■ **Aufgaben**:
1. Aus wie vielen Bänden bestehen laut dem Lesetext über Webers Werk die Schottischen Nationalmelodien bei Campbell & Co?
2. Übernimm aus dem Lesetext über Webers Werk wörtlich den Abschnitt, der mit „Shelf mark: Weberiana“ beginnt und nach „S. 74 (Ausschnitt)“ endet.
3. Schreibe den Lesetext über Webers Werk nach seinem letzten Satz weiter.

+++ Lesetext +++

Ich nehme mir die Freiheit, Sie zu bitten, einliegenden Brief in den Briefkasten zu werfen. Wenn ich Ihnen ferner von irgend welchem Nutzen für das Weber’sche Werk sein [kann], so seien Sie überzeugt, daß Ihnen mit Freuden zu Gebote stehen die Dienste Ihres

ganz ergebenen
Leo von Lauer

Mein Schwager* sagt mir dass Planché in Baden ist der Verfasser des Libretto vom Oberon und wahrscheinlich auch anderer Weber’scher Opern.

Editorial

Summary

teilt mit, dass er die Summe für die Partitur bei Benedict bezahlt habe, wegen einer Fotografie der letzten Arie von Weber im Besitz von Lady Essex glaubt er jedoch, dass es schwierig sein wird, da es eine sehr alte Dame sei und es ebenso schwierig sei, sich ihr zu nähern wie Sir George Smart; die Schottischen Nationalmelodien hat er bei Campbell & Co gesehen, es sind 6 Bände, die nur zusammen verkauft werden und auch 10 Arrangements von Weber enthalten; sie sollen 3 Pfund sterling kosten; über den ersten Verleger des Oberon gibt es verschiedene Aussagen (Cramer oder Welsh); vor einigen Monaten ist bei Chapman & Hall eine Übersetzung der Biographie von Max Maria von Weber erschienen, übers. von Palgrave Simpson (24 sh); bei Hawes war er, bekam eine Lithographie von dem Ölgemälde Webers (mit Brille) geschenkt, die er an J. schickt; alles, was er dort erfahren, wird er ihm erzählen

Incipit

Wie Sie wissen, erhielt ich Ihren Brief vom 15ten October

Responsibilities

Übertragung
Frank Ziegler

Tradition

  • Text Source: Berlin (D), Staatsbibliothek zu Berlin – Preußischer Kulturbesitz, Musikabteilung (D-B)
    Shelf mark: Weberiana Cl. X, Nr. 358

    Physical Description

    • 1 Dbl., 1 Bl. (6 b. S. o. Adr.), dazu zwei Beilagen, jeweils 1 Bl. (1 b. S. bzw. 2 b. S.)
    • am oberen Rand von Jähns ergänzt: “benutzt.”; außerdem gestempelt: “an Jähns”

    Corresponding sources

    • Tv in: Weberiana 20 (2010), S. 74 (Ausschnitt)

Text Constitution

  • “es ist”added above
  • Benedicts besonderem Freunde”added above
  • “aber das ließe … nicht genau bestimmen”added above
  • Pelgravesic!

+++ Auszüge der Datensätze +++

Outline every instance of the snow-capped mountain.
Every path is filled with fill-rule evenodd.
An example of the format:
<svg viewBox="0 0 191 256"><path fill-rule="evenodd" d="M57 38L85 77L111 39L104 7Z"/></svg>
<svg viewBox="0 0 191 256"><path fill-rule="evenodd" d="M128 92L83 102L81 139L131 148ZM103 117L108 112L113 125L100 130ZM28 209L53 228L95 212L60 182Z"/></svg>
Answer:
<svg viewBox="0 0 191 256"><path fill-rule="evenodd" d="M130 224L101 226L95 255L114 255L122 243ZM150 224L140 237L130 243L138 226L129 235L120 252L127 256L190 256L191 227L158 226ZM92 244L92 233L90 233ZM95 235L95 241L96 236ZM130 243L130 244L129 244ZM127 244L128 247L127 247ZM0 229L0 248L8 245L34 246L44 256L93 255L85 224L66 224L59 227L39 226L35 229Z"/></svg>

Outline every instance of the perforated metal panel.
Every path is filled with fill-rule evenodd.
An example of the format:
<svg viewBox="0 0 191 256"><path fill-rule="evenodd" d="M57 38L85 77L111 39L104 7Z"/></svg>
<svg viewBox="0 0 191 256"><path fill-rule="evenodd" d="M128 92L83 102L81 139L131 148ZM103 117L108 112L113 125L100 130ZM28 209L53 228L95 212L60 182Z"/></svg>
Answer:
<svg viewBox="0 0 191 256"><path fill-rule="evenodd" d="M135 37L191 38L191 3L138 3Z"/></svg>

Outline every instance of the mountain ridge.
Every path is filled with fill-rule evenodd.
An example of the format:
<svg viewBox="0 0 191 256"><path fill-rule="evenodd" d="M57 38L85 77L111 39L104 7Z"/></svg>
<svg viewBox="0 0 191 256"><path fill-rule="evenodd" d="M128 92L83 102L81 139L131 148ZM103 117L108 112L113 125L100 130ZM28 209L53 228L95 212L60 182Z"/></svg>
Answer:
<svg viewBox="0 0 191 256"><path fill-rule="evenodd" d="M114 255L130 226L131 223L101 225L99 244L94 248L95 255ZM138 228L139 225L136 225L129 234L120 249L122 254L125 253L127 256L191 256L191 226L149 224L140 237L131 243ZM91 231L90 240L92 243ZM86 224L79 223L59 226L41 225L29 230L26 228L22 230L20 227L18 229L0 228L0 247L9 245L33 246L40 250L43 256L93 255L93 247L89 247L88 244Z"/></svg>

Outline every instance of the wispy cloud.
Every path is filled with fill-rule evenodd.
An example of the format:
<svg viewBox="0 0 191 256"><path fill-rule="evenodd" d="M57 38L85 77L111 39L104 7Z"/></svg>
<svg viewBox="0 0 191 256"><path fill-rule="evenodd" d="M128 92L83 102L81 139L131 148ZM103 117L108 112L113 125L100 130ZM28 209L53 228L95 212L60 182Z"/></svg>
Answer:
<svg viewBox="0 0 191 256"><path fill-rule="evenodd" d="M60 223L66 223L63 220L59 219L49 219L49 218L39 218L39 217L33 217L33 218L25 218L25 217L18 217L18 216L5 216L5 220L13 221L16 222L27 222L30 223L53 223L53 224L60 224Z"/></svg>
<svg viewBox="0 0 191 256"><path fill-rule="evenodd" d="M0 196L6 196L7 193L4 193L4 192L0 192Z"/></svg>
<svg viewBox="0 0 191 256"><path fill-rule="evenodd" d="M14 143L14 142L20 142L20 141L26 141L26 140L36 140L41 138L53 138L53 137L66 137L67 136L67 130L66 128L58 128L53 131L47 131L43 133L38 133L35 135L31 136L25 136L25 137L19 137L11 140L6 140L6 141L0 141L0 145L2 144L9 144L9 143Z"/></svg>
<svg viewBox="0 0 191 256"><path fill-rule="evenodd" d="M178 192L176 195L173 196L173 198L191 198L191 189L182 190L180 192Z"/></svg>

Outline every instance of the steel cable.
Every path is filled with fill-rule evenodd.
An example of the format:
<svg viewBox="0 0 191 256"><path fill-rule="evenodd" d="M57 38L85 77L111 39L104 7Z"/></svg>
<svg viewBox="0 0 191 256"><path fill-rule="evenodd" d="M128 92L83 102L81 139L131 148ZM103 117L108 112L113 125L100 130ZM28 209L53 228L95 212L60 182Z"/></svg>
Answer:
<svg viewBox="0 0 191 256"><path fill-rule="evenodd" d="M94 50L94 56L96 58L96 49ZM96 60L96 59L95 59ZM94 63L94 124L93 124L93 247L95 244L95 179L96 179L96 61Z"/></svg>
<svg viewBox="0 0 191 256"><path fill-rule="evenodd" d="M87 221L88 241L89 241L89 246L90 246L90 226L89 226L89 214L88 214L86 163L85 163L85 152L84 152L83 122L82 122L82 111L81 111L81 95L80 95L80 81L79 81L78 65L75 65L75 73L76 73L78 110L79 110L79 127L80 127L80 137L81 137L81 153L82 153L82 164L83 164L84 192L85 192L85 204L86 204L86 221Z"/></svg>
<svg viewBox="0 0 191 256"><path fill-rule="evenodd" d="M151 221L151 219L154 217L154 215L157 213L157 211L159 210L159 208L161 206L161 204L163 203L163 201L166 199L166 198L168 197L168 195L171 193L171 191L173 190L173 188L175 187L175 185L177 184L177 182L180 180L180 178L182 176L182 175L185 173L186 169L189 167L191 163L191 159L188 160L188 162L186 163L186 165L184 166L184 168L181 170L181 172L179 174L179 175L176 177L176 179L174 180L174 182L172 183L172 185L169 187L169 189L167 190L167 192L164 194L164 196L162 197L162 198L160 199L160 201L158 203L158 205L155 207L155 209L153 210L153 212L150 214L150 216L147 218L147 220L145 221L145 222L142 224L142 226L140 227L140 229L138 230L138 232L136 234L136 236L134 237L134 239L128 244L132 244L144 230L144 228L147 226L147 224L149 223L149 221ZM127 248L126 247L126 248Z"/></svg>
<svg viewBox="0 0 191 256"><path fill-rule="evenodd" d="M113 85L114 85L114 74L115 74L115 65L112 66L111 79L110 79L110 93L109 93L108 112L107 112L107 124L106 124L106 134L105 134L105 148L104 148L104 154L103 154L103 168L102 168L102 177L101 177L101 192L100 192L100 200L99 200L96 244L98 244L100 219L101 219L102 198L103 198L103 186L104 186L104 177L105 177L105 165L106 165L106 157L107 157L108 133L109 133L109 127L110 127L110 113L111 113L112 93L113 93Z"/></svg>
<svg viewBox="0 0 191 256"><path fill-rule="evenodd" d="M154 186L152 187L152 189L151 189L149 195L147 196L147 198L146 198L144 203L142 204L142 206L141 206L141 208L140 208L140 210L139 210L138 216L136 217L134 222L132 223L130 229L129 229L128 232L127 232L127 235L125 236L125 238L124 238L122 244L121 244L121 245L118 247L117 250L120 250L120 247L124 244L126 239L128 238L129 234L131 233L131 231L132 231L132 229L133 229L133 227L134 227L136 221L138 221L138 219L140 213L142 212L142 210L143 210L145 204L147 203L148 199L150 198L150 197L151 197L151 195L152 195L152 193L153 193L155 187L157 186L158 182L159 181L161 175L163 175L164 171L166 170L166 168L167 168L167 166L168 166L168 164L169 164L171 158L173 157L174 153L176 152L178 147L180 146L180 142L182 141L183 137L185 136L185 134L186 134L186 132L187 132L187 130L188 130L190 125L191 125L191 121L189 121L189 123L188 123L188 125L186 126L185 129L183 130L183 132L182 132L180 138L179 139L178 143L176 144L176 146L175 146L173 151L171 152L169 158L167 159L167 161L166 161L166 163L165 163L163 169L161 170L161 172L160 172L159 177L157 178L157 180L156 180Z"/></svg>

+++

■ **Schriftliche Antworten**:
1. Aus 6 Bänden.

2.
Shelf mark: Weberiana Cl. X, Nr. 358

    Physical Description

    • 1 Dbl., 1 Bl. (6 b. S. o. Adr.), dazu zwei Beilagen, jeweils 1 Bl. (1 b. S. bzw. 2 b. S.)
    • am oberen Rand von Jähns ergänzt: “benutzt.”; außerdem gestempelt: “an Jähns”

    Corresponding sources

    • Tv in: Weberiana 20 (2010), S. 74 (Ausschnitt)

3.
  • hier“heuer” overwritten with “hier
  • “8”crossed out
  • “1”crossed out
  • “Opern”sic!

Commentary

  • “… shillings für die Ful score”Partitur der Arie „Yes! even love“ aus Oberon; laut Brief von J. Rietz vom 1. September 1870 eine Fälschung (nicht nach dem Original, sondern eine fremde Instrumentierung nach dem Klavierauszug).
  • “… , erschienen von Pelgrave Simpson”John Palgrave Simpson (1807‒1887), Dramatiker, Autor.
  • “… Weber mit der Brille auf”Gemälde von John Cawse; heute im Royal College of Music in London, Department of Portraits and Performance History.
  • “… auf , eine Lithographie davon”Lithographie von Richard James Lane, die im Londoner Verlag Hawes erschien (mit der Angabe „in the Possession of W. HAWES Esq:“).
  • “… ₤ 10 shillings verkauft wurden”Gemeint sind Abzüge der Lane-Lithographie.
  • “… genommen gleich nach seinem Tode”Vermutlich die Büste von Josephus John Pinnix Kendrick aus dem Jahr 1826 (vgl. den Bericht aus der Times vom 25. Juli 1826), deren Original-Gips sich heute ebenfalls im Royal College of Music in London befindet.
  • “… die 2te Agnes im Freischütz”In der englischen Version der Oper war die Agathe in Agnes umbenannt.
  • “… Copy of a Ful score”Partitur der Arie „Yes even love“ zu Oberon.
  • “… Song: I’d weep with thee”Ursprüngliche Arie des Huon aus Oberon, Nr. 5 „From boyhood trained“ mit neuer Textunterlegung von Mark Lemon; erschienen bei Cramer, Beale & Co. in London (VN: 4954); das übersandte Exemplar findet sich in D-B, Weberiana, Cl. IV B [Mappe XVII], Nr. 1337.
  • “… Oh, T’is a glorious sight”Nachkomponierte Arie zu Oberon „Yes even love“, im Klavierauszuge einzeln erschienen bei Cramer, Wood & Co. (VN: 3110); das übersandte Exemplar findet sich in D-B, Weberiana, Cl. IV B [Mappe VI], Nr. 958.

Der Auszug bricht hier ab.